##### DATA SUPPLIED

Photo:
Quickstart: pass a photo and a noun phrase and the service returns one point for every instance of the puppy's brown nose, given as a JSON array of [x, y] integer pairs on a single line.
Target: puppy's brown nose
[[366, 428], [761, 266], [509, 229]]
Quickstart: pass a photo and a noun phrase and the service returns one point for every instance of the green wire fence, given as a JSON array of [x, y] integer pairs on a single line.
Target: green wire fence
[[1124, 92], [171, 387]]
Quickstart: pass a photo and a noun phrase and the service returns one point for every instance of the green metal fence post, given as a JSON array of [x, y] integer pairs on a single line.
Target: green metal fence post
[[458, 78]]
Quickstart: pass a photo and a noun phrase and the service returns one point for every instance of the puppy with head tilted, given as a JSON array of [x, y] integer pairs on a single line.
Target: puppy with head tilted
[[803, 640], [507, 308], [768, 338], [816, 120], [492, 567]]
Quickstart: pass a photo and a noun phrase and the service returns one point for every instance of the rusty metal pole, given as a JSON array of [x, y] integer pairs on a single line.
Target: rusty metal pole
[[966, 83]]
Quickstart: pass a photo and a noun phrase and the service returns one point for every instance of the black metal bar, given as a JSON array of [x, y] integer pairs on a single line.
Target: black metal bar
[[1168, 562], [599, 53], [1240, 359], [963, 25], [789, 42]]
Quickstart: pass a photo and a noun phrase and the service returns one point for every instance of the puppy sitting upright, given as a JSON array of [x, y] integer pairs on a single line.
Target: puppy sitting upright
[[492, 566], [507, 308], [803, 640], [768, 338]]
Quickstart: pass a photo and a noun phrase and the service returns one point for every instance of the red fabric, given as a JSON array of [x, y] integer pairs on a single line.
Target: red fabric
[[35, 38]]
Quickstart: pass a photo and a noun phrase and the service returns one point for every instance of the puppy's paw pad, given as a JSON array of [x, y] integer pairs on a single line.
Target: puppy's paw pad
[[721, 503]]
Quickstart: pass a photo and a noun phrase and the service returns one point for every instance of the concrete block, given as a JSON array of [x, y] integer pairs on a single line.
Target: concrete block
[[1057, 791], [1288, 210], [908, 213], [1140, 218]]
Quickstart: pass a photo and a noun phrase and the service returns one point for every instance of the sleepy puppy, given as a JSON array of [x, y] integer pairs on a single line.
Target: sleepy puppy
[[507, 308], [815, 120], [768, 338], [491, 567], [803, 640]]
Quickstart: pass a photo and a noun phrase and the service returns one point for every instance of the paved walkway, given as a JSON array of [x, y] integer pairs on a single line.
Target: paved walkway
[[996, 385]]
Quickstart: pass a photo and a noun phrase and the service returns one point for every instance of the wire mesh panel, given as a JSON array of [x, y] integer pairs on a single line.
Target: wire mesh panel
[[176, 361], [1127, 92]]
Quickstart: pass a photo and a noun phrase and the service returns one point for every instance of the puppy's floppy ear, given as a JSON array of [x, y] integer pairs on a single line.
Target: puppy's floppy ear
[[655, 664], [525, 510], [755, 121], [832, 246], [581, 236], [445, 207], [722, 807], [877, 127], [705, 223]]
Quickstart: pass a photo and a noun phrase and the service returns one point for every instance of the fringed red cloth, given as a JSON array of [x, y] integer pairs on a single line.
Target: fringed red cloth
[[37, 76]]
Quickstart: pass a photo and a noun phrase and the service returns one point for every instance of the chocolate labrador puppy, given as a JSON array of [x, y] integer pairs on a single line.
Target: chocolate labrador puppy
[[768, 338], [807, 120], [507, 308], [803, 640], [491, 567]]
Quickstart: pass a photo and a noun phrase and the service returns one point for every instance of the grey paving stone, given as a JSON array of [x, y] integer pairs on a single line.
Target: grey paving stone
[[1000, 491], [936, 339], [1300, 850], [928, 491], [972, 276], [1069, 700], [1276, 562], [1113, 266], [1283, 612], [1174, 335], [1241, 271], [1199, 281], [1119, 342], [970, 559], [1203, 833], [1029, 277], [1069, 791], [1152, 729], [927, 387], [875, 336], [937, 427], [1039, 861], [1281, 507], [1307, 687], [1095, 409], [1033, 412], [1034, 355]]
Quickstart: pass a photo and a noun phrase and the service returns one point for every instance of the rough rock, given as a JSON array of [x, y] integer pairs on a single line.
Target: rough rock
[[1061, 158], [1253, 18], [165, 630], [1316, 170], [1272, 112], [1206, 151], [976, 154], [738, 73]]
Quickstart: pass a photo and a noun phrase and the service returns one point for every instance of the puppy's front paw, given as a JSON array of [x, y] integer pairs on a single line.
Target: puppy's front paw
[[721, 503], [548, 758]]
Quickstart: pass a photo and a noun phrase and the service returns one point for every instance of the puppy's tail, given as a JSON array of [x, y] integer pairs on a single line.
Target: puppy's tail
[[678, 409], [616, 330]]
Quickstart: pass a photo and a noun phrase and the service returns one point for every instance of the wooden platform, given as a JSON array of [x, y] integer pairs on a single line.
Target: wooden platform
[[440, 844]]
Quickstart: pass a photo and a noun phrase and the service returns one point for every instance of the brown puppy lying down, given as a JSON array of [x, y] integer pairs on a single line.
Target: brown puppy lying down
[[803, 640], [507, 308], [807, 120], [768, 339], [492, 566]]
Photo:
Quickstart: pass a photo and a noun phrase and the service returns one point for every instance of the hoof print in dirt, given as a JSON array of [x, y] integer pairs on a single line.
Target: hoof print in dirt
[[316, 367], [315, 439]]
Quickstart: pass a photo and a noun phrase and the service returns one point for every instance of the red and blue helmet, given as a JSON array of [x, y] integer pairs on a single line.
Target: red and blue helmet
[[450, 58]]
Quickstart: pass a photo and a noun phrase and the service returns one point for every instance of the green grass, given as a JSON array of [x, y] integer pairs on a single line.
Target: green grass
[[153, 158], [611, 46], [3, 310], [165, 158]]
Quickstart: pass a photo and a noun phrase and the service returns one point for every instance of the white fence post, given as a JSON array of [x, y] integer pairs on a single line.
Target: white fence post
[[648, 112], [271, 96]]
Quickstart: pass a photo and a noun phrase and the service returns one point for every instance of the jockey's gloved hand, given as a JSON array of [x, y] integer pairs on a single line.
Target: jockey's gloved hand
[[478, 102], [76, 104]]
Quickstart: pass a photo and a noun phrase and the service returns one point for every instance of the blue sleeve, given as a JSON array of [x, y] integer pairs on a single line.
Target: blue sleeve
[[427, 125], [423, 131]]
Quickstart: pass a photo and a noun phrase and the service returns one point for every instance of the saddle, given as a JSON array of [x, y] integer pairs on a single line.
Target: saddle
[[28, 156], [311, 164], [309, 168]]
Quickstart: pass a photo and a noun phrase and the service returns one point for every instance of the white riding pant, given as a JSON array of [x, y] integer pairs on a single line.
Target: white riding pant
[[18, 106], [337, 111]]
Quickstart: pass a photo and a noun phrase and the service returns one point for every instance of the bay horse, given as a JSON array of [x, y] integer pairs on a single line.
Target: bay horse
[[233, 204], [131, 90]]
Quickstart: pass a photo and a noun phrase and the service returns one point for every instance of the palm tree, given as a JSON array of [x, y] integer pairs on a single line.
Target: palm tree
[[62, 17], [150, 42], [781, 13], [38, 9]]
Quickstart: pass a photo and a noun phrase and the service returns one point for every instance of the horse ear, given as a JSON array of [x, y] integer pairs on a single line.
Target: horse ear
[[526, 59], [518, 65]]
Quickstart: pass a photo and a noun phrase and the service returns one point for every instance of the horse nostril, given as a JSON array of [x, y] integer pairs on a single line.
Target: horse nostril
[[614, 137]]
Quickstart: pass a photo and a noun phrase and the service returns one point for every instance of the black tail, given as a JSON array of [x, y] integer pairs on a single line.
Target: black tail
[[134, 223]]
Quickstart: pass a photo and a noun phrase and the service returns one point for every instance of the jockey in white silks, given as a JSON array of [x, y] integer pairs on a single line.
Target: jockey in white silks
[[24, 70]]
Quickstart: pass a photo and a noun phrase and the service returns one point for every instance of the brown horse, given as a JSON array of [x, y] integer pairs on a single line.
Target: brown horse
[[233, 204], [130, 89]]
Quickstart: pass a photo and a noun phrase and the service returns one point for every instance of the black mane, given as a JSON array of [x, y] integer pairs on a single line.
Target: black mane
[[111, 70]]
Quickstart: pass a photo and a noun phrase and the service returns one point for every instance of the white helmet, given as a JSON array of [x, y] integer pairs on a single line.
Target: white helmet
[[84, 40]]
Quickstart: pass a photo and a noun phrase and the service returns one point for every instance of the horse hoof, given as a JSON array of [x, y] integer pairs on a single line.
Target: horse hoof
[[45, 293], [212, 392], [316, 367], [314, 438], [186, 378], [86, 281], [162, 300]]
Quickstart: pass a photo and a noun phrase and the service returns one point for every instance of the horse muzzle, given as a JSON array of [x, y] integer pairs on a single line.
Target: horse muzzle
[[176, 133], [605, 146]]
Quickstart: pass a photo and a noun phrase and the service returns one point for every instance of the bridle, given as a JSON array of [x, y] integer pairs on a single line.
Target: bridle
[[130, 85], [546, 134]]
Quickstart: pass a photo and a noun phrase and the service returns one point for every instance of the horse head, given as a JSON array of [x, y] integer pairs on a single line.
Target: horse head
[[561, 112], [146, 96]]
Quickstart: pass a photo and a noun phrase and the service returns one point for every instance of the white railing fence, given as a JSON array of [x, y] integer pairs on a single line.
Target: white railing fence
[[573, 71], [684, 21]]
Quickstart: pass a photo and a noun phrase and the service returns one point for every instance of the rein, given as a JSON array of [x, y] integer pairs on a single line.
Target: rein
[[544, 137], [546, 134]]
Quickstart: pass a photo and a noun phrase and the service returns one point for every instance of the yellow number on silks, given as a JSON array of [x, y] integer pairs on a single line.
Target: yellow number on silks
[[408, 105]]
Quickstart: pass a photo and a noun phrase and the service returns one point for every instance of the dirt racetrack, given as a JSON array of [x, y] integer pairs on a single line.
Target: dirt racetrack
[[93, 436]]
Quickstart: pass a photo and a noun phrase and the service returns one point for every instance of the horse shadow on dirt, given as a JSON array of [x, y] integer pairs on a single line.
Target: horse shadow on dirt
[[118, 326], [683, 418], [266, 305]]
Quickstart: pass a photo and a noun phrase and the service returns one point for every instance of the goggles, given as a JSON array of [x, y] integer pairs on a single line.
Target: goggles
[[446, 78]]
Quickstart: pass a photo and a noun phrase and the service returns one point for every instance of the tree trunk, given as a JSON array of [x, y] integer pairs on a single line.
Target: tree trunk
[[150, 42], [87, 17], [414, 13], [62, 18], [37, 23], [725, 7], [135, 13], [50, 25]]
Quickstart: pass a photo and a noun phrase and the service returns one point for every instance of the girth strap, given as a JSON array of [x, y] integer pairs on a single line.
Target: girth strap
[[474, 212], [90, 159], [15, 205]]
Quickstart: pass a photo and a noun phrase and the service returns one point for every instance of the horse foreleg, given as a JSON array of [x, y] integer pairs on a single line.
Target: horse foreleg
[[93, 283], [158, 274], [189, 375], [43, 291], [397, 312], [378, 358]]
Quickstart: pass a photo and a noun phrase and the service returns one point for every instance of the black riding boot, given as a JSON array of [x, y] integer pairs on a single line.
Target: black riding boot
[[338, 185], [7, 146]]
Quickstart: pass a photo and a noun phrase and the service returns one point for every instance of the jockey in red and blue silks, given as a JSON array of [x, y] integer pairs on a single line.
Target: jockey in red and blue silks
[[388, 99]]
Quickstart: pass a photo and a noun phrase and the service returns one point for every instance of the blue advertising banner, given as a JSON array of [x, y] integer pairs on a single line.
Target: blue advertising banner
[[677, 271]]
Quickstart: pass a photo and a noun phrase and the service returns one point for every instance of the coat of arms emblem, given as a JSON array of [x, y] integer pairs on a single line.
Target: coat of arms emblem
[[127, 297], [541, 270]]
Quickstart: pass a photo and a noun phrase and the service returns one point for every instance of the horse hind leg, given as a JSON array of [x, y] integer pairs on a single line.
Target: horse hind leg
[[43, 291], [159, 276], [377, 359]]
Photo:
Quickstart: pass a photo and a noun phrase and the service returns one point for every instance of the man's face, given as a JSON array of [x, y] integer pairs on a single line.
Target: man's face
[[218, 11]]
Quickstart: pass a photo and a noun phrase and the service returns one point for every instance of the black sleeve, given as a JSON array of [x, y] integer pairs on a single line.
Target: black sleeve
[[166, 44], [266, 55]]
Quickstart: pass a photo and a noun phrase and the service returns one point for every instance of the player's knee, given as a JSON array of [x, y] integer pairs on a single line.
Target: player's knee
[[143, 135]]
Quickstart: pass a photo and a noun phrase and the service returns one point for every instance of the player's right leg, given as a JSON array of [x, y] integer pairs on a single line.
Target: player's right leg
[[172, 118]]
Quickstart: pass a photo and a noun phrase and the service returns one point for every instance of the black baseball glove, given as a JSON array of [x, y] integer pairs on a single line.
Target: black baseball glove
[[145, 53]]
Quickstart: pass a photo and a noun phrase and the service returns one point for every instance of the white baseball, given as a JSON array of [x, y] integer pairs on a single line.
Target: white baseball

##########

PROBLEM TO WORK ON ▸ Wherever the line holding "Target: wire mesh panel" falls in the entries above, copy exactly from it through the line holding "the puppy's floppy", inclusive, and add nothing.

ANSWER SPACE ▸
Target: wire mesh panel
[[176, 361], [1127, 92]]
Quickstart: pass a photo and a noun phrase and the service returns one point for every instance of the puppy's floppy ear, given as a JSON array of [x, y] integer pairs on a single line.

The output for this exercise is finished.